[GIVEN PROBLEM]:
Reproduce the entries exactly.

Dataset entries
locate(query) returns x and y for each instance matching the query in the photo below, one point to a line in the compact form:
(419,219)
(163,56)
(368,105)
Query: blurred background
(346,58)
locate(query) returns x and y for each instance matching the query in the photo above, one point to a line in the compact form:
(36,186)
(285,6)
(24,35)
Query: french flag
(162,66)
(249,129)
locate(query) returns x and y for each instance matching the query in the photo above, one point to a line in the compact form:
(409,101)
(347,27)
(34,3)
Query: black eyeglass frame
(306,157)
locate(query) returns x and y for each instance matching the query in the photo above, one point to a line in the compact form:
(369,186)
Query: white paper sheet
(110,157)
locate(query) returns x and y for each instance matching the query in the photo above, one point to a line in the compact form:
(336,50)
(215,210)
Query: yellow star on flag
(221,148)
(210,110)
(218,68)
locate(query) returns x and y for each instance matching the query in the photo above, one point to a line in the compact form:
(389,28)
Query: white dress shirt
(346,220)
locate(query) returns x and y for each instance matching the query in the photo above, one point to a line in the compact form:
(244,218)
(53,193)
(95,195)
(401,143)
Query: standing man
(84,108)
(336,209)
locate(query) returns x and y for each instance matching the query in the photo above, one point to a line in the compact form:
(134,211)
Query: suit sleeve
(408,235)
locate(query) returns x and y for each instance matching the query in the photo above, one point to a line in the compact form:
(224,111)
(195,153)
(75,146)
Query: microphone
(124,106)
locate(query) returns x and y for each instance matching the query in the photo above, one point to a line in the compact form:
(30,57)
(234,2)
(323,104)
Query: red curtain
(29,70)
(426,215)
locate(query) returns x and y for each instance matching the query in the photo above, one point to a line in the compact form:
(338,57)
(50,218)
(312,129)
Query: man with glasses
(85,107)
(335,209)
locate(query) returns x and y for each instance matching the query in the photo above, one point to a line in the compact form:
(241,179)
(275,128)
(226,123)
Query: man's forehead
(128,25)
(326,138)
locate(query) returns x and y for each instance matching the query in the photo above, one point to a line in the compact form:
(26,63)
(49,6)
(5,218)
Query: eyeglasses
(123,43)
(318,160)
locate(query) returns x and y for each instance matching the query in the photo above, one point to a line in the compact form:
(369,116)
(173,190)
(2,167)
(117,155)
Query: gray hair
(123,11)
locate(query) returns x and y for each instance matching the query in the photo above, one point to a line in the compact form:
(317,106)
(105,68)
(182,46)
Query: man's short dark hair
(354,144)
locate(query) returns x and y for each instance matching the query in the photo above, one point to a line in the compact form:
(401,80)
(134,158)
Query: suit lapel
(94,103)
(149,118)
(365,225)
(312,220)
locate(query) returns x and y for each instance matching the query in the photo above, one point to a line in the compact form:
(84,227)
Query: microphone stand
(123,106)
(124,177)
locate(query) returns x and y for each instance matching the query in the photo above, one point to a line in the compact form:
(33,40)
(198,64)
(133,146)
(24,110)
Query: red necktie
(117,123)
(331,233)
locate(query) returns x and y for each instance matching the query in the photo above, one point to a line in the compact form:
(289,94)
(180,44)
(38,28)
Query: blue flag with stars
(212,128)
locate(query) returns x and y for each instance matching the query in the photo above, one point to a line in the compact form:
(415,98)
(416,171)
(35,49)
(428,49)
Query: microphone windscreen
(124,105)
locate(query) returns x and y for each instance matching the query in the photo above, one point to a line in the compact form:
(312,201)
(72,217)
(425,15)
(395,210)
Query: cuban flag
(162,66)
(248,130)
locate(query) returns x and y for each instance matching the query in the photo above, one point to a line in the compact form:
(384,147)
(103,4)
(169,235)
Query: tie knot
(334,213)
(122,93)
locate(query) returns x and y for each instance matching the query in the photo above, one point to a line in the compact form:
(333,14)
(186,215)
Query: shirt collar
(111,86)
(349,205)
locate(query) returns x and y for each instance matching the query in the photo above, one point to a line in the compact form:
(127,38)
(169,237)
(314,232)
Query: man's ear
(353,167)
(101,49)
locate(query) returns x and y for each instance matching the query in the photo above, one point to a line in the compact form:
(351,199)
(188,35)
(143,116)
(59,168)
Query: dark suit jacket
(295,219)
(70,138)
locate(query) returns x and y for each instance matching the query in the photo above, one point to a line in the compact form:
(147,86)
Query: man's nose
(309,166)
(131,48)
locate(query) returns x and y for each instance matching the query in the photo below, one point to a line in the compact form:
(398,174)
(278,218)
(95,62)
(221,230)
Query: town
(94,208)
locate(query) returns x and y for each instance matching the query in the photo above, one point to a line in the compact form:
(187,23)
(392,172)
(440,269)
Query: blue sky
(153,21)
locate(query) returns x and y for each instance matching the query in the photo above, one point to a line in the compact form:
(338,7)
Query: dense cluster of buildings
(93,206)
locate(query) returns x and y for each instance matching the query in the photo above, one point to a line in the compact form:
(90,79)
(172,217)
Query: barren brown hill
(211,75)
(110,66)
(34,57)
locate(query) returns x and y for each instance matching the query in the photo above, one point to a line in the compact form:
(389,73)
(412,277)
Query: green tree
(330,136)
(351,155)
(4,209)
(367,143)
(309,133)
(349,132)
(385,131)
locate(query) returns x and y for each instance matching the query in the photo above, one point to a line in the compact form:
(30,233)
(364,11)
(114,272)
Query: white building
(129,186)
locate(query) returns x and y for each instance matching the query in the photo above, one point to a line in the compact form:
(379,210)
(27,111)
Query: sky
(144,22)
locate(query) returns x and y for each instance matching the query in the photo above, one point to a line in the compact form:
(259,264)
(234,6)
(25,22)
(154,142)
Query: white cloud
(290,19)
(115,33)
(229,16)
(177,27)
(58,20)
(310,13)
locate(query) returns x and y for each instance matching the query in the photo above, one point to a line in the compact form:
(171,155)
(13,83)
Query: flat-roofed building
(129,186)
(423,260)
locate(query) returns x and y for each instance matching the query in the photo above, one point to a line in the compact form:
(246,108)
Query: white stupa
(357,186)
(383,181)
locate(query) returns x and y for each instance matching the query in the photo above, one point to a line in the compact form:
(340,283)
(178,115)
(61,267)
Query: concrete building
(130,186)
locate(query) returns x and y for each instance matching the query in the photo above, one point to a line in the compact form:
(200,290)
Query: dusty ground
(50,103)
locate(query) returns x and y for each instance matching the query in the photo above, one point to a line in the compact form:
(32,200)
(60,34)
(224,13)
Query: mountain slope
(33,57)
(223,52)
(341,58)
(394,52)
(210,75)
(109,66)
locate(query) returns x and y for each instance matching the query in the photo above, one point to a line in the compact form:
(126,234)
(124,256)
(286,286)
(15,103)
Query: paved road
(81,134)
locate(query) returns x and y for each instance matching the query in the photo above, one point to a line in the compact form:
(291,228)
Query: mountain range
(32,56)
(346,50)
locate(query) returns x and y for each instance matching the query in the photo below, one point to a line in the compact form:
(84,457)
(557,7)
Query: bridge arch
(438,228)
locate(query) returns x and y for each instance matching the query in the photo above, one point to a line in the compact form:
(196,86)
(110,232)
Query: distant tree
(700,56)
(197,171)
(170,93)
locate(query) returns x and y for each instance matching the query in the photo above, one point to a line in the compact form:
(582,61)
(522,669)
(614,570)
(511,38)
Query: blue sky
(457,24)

[RESULT FOR THIS EXERCISE]:
locate(query) returns x and y for each instance matching the query in the photo below, one point to a line in the compact form:
(419,219)
(163,56)
(368,105)
Query: blurred background
(346,58)
locate(query) returns x and y for each instance matching the query in the photo above, one point to a line in the compact form:
(36,186)
(285,6)
(24,35)
Query: french flag
(162,66)
(249,129)
locate(query) returns x and y for each instance matching the query in the photo above, one point to a line in the compact form:
(409,101)
(347,27)
(34,3)
Query: black eyeglass frame
(306,157)
locate(query) returns x and y for each instance matching the query in the photo above, one point to a line in the compact form:
(369,186)
Query: white paper sheet
(110,157)
locate(query) returns x and y for each instance matching the query in the photo above, one point to a line in the compact form:
(336,50)
(215,210)
Query: yellow star on flag
(221,148)
(210,110)
(218,68)
locate(query) returns x and y for each instance matching the query in the photo above, one point to a line in the compact form:
(389,28)
Query: white dress shirt
(346,220)
locate(query) returns x and y for each instance matching the query in the photo above, one point to a line in the compact form:
(244,218)
(53,193)
(95,195)
(401,143)
Query: standing man
(84,108)
(336,209)
locate(query) returns x and y for each instance matching the query in the photo above, one point to a line in the compact form:
(134,211)
Query: suit sleeve
(408,235)
locate(query) returns x and y for each instance matching the query in the photo above, one point to a line in the compact form:
(224,111)
(195,153)
(75,146)
Query: microphone
(124,106)
locate(query) returns x and y for each instance matching the query in the photo above, one point to a line in the compact form:
(30,57)
(234,2)
(323,104)
Query: red curtain
(29,70)
(426,215)
locate(query) returns x and y for each instance matching the query in the photo above, one point to a line in the compact form:
(338,57)
(50,218)
(312,129)
Query: man with glasses
(85,107)
(335,209)
locate(query) returns x and y for each instance matching the query in the photo above, one point to a line in the compact form:
(241,179)
(275,128)
(226,123)
Query: man's forehead
(128,25)
(326,138)
locate(query) returns x and y for each instance matching the query in the photo above, one point to a line in the compact form:
(26,63)
(49,6)
(5,218)
Query: eyeglasses
(123,43)
(318,160)
locate(query) returns x and y for each instance matching the query in the photo above, one point to a line in the compact form:
(369,116)
(173,190)
(2,167)
(117,155)
Query: gray hair
(123,11)
locate(query) returns x and y for each instance matching the query in the photo above, one point to a line in the compact form:
(317,106)
(105,68)
(182,46)
Query: man's short dark hair
(354,144)
locate(query) returns x and y for each instance matching the query in the photo above, one point to a line in the compact form:
(401,80)
(134,158)
Query: suit lapel
(94,103)
(149,118)
(365,225)
(312,220)
locate(query) returns x and y for each instance matching the query in the photo above, one point to a line in the compact form:
(84,227)
Query: microphone stand
(123,106)
(124,177)
locate(query) returns x and y for each instance matching the query in the photo above, one point to a line in the compact form:
(33,40)
(198,64)
(133,146)
(24,110)
Query: red necktie
(117,123)
(331,233)
locate(query) returns x and y for each instance matching the query in the photo above, one point to a line in the compact form:
(289,94)
(180,44)
(38,28)
Query: blue flag with stars
(212,128)
locate(query) returns x and y for each instance matching the query in the photo above, one point to a line in the compact form:
(415,98)
(416,171)
(35,49)
(428,49)
Query: microphone windscreen
(124,105)
locate(query) returns x and y for each instance matching the query in the photo above, one point to a line in the compact form:
(312,201)
(72,217)
(425,15)
(395,210)
Query: cuban flag
(162,66)
(248,130)
locate(query) returns x and y for each instance matching the query in the photo above, one point to a line in the compact form:
(384,147)
(103,4)
(169,235)
Query: tie knot
(334,213)
(122,93)
locate(query) returns x and y for each instance matching the query in the photo above, one point to a line in the compact form:
(333,14)
(186,215)
Query: shirt collar
(111,86)
(349,205)
locate(query) returns x and y for each instance matching the query in the photo above, one point to a line in the compact form:
(127,38)
(169,237)
(314,232)
Query: man's ear
(353,167)
(101,49)
locate(query) returns x and y for each instance matching the query in the photo above, one point to a line in the compact form:
(351,199)
(188,35)
(143,116)
(59,168)
Query: dark suit jacket
(295,219)
(70,138)
locate(query) returns x and y for each instance matching the query in the photo above, one point to a line in the compact form:
(147,86)
Query: man's nose
(309,166)
(131,48)
locate(query) returns x and y for each instance matching the query in the photo below, one point to a line in the compact form:
(398,174)
(278,218)
(95,62)
(221,230)
Query: town
(94,208)
locate(query) returns x and y for each instance matching the query in the photo above, one point to a line in the compact form:
(187,23)
(392,172)
(440,269)
Query: blue sky
(153,21)
locate(query) returns x and y for each instance matching the query in the photo above, one point to a line in the compact form:
(338,7)
Query: dense cluster of buildings
(93,206)
locate(query) returns x and y for each instance matching the query in the photo above, one point to a line in the compact form:
(90,79)
(172,217)
Query: barren brown hill
(211,75)
(110,66)
(34,57)
locate(query) returns x and y for each instance matching the query in the photo above, one point to a line in the compact form:
(389,73)
(412,277)
Query: green tree
(330,136)
(351,155)
(4,209)
(367,143)
(309,133)
(349,132)
(385,131)
locate(query) returns x and y for each instance matching the query in the photo above, one point to a line in the compact form:
(30,233)
(364,11)
(114,272)
Query: white building
(129,186)
locate(query) returns x and y for each instance matching the query in the photo above, one point to a line in the compact form:
(379,210)
(27,111)
Query: sky
(144,22)
locate(query) returns x and y for each instance matching the query in the photo above, one point to a line in the compact form:
(259,264)
(234,6)
(25,22)
(154,142)
Query: white cloud
(290,19)
(115,33)
(229,16)
(177,27)
(58,20)
(310,13)
locate(query) returns x and y for each instance matching the query in the photo above, one point to a line in the compact form:
(171,155)
(13,83)
Query: flat-roofed building
(129,186)
(423,260)
locate(query) returns x and y for each instance matching the query in the photo above, one point to a line in the compact form:
(246,108)
Query: white stupa
(357,186)
(383,181)
locate(query) returns x and y for each instance matching the query in the photo above, one point to a line in the compact form:
(340,283)
(178,115)
(61,267)
Query: concrete building
(130,186)
locate(query) returns x and y for each instance matching the query in the photo above, one point to a line in the compact form:
(200,290)
Query: dusty ground
(50,103)
locate(query) returns x and y for each instance matching the query in the photo above, one point to a line in the compact form:
(32,200)
(60,34)
(224,13)
Query: mountain slope
(33,57)
(223,52)
(341,58)
(394,52)
(210,75)
(109,66)
locate(query) returns x and y for each instance matching the query in the photo above, one point to a line in the compact form:
(126,234)
(124,256)
(286,286)
(15,103)
Query: paved road
(81,134)
locate(query) returns x and y for each instance matching the query in the photo above, one point to a line in the compact form:
(291,228)
Query: mountain range
(32,56)
(346,50)
locate(query) returns x and y for each instance matching the query in the photo below, one point to a line in the compact form:
(84,457)
(557,7)
Query: bridge arch
(438,228)
locate(query) returns x and y for each instance matching the query in the photo above, one point to a line in the compact form:
(196,86)
(110,232)
Query: distant tree
(700,56)
(197,171)
(170,93)
locate(query) returns x and y for each instance matching the query in the photo above, one point to a line in the compact form:
(582,61)
(522,669)
(614,570)
(511,38)
Query: blue sky
(457,24)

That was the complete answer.